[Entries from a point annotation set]
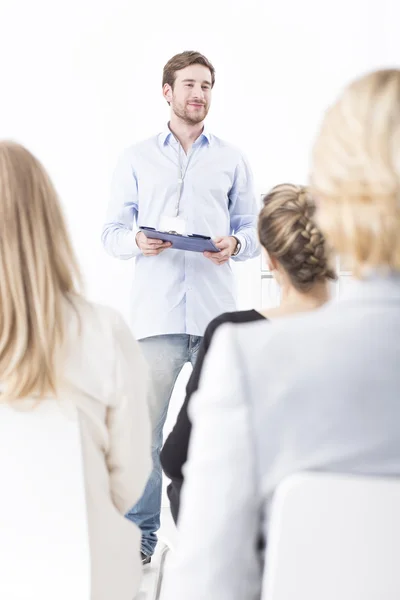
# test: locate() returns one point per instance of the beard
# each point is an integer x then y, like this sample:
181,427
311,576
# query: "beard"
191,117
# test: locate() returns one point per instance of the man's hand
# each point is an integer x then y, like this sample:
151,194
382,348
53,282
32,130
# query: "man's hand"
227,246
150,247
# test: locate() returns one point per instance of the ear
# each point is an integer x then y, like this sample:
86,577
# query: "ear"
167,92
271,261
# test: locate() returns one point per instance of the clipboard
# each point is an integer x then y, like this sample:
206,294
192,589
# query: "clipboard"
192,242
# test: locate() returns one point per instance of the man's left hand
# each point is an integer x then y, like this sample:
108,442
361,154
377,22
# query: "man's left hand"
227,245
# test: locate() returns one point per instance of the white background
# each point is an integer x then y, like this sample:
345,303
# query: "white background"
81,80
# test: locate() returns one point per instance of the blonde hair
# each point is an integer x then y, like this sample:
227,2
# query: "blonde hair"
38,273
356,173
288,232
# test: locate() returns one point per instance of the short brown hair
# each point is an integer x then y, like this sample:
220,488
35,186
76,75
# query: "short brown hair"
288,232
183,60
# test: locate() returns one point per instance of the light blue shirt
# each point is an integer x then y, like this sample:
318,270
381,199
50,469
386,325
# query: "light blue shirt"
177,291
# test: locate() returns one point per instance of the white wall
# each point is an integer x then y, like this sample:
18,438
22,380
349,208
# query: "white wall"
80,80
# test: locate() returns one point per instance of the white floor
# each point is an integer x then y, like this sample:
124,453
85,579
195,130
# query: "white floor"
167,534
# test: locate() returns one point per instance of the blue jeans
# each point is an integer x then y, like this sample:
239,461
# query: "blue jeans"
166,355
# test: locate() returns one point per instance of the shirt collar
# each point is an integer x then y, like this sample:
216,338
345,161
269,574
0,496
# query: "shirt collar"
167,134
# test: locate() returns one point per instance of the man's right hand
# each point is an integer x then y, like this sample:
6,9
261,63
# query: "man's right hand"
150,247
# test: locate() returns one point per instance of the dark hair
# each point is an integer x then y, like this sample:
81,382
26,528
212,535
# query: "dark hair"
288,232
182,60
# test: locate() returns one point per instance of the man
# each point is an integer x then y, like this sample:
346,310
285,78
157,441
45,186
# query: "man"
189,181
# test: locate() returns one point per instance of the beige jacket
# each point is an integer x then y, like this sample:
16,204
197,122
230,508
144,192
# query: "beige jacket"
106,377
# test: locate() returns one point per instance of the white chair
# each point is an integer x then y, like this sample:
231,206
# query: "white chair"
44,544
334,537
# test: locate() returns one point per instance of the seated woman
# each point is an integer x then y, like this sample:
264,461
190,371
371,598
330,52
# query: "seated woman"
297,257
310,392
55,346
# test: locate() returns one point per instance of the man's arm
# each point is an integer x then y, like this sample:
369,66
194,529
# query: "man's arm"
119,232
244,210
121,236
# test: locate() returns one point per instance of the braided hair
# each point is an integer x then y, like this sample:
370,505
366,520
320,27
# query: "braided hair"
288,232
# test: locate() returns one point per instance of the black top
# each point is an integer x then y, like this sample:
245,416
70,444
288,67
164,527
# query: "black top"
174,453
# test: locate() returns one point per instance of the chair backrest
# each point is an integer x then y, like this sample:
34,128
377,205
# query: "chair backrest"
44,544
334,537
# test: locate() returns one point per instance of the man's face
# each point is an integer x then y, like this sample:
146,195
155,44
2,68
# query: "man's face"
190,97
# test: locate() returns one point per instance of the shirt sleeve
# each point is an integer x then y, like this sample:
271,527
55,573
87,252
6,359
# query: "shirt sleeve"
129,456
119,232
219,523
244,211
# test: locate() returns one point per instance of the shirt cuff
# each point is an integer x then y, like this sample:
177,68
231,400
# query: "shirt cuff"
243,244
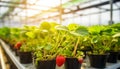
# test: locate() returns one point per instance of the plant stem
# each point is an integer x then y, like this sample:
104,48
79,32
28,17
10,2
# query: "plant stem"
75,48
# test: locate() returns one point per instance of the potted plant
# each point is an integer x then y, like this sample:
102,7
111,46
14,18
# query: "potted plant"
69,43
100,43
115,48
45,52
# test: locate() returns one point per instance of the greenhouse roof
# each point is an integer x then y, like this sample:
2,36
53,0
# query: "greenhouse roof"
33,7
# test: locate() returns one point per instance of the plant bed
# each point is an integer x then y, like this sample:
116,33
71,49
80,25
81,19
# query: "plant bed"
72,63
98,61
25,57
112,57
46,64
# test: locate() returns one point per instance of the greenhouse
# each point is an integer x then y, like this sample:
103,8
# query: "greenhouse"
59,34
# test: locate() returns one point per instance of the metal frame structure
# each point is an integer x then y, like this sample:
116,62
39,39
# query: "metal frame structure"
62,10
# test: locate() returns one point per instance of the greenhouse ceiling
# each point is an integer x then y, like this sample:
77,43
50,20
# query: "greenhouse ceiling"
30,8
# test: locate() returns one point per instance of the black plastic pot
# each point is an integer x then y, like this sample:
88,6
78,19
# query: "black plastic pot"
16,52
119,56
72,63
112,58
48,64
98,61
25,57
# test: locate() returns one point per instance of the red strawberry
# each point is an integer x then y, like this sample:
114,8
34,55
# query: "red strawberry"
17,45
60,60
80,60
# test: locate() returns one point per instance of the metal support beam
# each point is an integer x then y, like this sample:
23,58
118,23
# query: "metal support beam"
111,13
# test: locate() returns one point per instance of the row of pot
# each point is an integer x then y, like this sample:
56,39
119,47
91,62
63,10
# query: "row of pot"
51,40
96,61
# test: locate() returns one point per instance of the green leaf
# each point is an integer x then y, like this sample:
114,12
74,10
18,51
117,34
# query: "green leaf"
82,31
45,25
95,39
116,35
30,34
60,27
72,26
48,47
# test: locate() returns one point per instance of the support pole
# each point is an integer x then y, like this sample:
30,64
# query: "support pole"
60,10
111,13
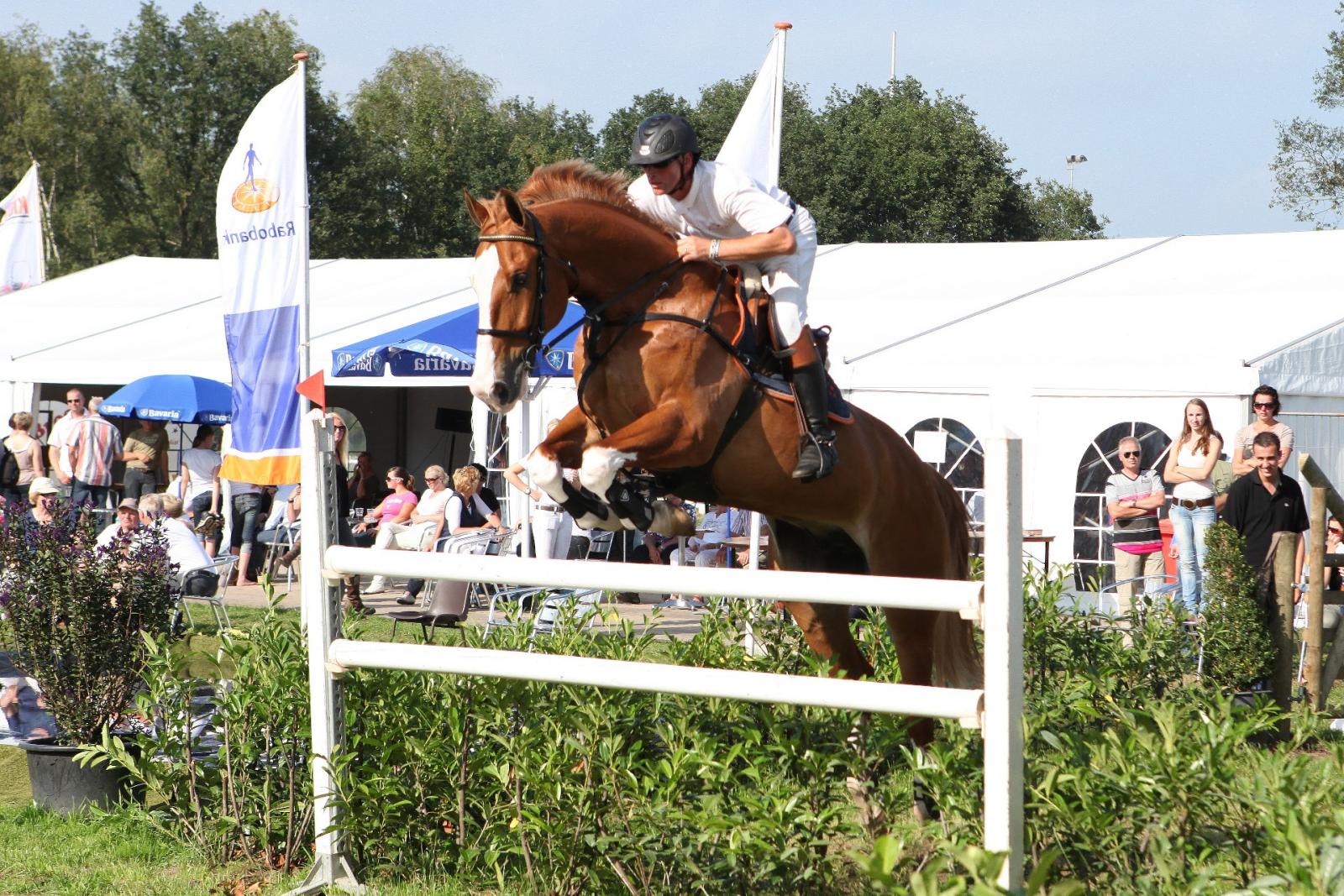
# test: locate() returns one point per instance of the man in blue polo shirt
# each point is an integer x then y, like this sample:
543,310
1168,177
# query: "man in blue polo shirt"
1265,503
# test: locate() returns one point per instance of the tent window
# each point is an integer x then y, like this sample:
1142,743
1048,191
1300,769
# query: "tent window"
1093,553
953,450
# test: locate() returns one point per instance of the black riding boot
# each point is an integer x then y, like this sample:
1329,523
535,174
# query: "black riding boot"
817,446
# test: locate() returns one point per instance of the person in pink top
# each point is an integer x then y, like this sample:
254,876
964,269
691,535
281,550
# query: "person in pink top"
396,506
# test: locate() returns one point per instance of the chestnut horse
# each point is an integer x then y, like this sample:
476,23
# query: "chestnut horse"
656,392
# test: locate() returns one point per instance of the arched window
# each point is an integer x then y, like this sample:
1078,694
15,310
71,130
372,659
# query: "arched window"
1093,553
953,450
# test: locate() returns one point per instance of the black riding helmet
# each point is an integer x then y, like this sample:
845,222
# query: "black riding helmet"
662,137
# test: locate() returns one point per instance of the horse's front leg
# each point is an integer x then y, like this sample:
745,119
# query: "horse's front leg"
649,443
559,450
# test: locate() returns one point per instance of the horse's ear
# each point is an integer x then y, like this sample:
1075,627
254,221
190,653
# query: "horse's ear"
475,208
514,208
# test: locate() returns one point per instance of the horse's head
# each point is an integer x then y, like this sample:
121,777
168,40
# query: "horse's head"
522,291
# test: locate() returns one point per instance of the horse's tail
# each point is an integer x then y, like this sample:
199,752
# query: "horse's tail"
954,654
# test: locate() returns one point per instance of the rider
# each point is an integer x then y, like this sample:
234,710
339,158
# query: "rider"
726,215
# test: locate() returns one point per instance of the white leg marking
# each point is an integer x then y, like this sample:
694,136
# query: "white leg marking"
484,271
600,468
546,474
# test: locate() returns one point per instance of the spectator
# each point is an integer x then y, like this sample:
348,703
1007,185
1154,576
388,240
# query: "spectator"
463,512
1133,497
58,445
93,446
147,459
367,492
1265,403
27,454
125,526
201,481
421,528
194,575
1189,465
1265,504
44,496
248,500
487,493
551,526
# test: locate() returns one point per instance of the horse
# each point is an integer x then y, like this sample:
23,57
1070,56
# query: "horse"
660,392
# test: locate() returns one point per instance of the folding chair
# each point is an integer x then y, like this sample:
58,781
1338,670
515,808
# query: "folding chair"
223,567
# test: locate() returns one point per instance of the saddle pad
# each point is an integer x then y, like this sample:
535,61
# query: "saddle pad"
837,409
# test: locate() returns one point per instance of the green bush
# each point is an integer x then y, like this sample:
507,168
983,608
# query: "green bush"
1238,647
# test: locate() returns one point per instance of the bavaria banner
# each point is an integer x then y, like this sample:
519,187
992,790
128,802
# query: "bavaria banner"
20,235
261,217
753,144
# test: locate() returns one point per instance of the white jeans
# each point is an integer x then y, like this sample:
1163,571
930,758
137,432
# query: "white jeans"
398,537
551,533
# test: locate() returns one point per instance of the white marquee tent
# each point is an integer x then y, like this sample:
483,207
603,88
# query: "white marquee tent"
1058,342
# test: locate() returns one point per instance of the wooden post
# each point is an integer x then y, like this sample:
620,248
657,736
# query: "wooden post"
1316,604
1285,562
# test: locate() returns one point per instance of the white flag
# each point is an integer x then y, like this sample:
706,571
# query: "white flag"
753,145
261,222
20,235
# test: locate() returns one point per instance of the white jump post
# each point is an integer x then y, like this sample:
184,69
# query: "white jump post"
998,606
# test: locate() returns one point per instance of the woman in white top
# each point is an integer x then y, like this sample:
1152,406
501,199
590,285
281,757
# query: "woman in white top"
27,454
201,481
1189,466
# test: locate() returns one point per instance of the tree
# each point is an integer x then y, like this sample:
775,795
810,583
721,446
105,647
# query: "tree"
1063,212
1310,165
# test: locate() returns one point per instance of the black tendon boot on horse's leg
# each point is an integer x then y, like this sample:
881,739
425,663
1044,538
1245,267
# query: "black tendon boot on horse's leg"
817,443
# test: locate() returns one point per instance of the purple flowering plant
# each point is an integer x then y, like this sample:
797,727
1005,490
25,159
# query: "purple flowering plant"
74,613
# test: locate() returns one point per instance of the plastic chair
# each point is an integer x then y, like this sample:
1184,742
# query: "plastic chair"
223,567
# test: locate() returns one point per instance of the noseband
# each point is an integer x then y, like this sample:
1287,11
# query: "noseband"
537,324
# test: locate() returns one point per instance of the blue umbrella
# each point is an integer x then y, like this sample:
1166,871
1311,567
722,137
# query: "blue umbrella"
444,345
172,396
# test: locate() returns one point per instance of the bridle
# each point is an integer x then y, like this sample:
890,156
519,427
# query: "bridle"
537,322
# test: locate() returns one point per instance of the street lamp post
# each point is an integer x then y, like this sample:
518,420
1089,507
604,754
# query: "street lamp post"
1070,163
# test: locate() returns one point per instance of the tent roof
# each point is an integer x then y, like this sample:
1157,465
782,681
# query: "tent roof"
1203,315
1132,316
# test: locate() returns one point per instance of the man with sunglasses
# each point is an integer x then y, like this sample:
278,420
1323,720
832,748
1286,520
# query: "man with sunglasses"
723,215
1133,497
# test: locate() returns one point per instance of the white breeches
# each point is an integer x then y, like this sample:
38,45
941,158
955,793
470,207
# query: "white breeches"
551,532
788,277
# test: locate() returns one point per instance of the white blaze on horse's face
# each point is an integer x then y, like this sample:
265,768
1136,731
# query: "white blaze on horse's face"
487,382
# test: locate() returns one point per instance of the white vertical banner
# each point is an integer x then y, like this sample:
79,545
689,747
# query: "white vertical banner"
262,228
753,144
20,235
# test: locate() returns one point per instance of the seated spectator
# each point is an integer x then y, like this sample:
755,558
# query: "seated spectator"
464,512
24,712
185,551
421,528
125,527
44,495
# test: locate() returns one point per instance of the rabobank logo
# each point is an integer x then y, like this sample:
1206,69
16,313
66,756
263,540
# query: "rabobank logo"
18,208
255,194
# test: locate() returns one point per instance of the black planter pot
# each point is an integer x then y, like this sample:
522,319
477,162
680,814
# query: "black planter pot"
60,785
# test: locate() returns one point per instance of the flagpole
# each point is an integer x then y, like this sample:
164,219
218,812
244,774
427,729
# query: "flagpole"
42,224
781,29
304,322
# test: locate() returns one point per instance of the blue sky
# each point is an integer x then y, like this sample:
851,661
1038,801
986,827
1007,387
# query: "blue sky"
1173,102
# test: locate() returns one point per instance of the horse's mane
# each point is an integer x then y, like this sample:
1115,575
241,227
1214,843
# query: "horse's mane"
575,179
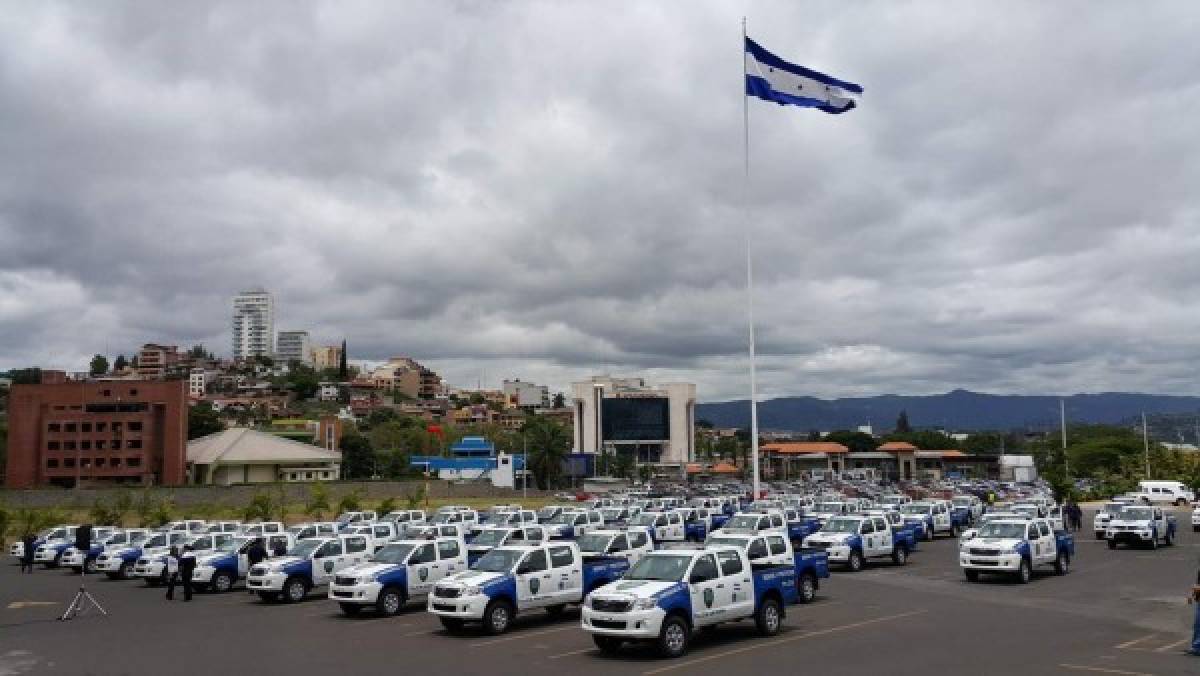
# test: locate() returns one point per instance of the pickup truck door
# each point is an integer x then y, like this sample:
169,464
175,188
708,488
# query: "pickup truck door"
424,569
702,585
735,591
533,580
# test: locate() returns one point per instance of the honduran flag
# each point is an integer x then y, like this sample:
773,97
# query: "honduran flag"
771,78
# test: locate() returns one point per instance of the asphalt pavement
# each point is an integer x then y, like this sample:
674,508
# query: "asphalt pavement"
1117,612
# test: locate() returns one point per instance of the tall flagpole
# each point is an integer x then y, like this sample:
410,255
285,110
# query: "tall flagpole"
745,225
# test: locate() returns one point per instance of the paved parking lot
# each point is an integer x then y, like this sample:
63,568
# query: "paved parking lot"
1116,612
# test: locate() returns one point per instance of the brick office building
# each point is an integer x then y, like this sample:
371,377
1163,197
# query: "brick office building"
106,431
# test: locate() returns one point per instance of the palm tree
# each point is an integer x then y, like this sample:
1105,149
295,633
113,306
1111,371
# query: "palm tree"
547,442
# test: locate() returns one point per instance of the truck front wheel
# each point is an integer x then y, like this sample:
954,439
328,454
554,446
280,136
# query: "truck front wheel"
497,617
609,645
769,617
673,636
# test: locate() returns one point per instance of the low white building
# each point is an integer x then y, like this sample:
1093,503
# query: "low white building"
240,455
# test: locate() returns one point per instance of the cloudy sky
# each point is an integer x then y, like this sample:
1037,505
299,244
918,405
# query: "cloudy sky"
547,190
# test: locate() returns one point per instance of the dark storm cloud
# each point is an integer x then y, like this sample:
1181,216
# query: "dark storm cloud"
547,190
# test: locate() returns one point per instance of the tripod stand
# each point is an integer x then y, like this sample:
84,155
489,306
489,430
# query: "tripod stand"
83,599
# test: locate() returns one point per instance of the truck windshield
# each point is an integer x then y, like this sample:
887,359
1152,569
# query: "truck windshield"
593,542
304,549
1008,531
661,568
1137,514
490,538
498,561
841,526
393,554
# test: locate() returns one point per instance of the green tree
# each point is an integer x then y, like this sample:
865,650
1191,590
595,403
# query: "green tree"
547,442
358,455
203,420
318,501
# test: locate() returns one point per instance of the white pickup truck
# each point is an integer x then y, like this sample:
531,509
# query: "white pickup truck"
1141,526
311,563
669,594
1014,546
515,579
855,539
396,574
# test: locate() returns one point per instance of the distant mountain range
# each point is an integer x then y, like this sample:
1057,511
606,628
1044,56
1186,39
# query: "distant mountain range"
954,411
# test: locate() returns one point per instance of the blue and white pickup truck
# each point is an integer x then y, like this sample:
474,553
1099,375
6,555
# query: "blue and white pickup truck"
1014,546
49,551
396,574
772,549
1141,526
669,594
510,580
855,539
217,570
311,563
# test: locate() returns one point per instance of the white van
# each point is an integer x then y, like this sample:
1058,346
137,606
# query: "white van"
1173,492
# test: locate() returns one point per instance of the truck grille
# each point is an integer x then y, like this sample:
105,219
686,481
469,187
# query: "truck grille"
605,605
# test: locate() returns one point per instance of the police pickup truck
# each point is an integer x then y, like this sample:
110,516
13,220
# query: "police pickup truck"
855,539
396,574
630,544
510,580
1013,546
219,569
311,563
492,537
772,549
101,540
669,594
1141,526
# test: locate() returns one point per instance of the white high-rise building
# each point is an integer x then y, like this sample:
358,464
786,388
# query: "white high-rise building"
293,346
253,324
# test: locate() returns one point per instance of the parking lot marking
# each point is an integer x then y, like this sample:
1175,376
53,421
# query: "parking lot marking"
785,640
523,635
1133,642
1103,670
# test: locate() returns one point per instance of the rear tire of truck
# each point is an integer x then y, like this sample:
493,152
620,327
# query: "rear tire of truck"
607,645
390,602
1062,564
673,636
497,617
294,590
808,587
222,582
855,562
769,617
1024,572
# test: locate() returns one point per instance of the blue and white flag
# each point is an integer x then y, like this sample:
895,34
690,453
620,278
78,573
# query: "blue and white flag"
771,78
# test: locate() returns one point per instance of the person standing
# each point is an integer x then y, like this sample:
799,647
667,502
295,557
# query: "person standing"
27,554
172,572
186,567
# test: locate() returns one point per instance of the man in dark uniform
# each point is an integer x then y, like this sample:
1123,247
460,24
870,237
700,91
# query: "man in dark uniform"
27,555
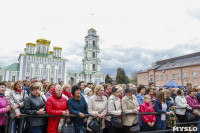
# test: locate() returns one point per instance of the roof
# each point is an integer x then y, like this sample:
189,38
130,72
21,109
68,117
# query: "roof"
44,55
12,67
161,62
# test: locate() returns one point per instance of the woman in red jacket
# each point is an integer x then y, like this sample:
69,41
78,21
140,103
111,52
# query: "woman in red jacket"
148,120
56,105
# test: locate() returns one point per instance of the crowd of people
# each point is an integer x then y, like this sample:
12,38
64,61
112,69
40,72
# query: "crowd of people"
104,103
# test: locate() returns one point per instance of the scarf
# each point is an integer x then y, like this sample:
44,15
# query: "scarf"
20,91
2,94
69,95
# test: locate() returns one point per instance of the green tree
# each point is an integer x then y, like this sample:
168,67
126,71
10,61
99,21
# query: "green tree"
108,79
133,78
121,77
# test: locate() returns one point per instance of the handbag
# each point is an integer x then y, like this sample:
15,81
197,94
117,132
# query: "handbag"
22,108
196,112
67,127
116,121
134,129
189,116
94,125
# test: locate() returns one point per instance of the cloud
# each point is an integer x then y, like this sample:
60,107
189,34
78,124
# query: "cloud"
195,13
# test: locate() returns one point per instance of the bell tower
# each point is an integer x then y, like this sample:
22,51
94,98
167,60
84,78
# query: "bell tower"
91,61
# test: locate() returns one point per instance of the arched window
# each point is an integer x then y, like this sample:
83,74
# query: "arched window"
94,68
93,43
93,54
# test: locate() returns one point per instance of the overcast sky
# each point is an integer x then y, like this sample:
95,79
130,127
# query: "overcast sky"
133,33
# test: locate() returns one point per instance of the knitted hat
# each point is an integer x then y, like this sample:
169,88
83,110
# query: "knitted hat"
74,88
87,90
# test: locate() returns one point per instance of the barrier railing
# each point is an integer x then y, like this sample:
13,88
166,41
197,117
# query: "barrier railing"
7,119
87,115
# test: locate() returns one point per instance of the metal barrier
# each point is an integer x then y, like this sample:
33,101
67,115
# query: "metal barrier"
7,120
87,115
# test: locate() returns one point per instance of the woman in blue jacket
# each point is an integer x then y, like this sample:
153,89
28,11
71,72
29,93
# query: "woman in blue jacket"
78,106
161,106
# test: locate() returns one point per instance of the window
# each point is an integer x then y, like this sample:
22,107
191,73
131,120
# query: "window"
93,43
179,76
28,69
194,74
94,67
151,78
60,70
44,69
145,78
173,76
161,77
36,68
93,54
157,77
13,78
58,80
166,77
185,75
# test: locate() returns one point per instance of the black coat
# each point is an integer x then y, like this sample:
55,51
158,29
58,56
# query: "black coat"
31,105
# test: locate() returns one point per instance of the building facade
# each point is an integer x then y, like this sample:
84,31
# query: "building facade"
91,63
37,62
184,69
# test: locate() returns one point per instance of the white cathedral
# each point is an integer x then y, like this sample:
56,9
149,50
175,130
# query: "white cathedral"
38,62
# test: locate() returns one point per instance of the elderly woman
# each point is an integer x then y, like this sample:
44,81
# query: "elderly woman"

= To do =
Return precisely the lines of the records, starting with the line that holds "# test: locate() returns one point per instance of the barrier" and ending with the last one.

= Answer to this problem =
# test: locate() returns one point per instance of the barrier railing
# each point is an integer x then y, like this sample:
13,88
166,41
197,117
# query: "barrier railing"
7,119
87,115
# test: locate() returns one point per instance of the metal barrier
# each point is an integer x then y, like this sample:
33,101
67,115
# query: "metal barrier"
7,120
87,115
# test: locate() returns one point per instance of the woman in blue jacket
# each point is an integer x then y, like this sample:
153,89
28,11
71,72
29,93
# query: "woman in blue jacket"
78,106
161,106
# test: locate() returns one point per instance of the window
# each point is an integer x then y, like this sample:
22,107
191,73
131,120
# query: "window"
93,43
179,76
28,69
194,74
94,67
151,78
60,70
44,69
145,78
173,76
161,77
36,68
93,54
157,77
13,78
58,80
166,77
185,75
# test: locate() returns one point per instance of the black coat
# each point is an integer x then y, like this sample:
55,51
158,29
58,56
# query: "black coat"
31,105
# test: locate() returns one point per instance of the building facade
# each point is an integer x then y, like this sample:
84,31
# query: "building facade"
91,63
37,62
184,69
# test: locate() returns one point per instance of the white cathedral
# each point is an integer x then y, like this sample:
56,9
149,50
175,130
# query: "white cathedral"
38,62
# test: locate() returns one point per instance of the elderly woman
# each point is an integer x then y, like this sample:
44,81
# query: "elderly woman"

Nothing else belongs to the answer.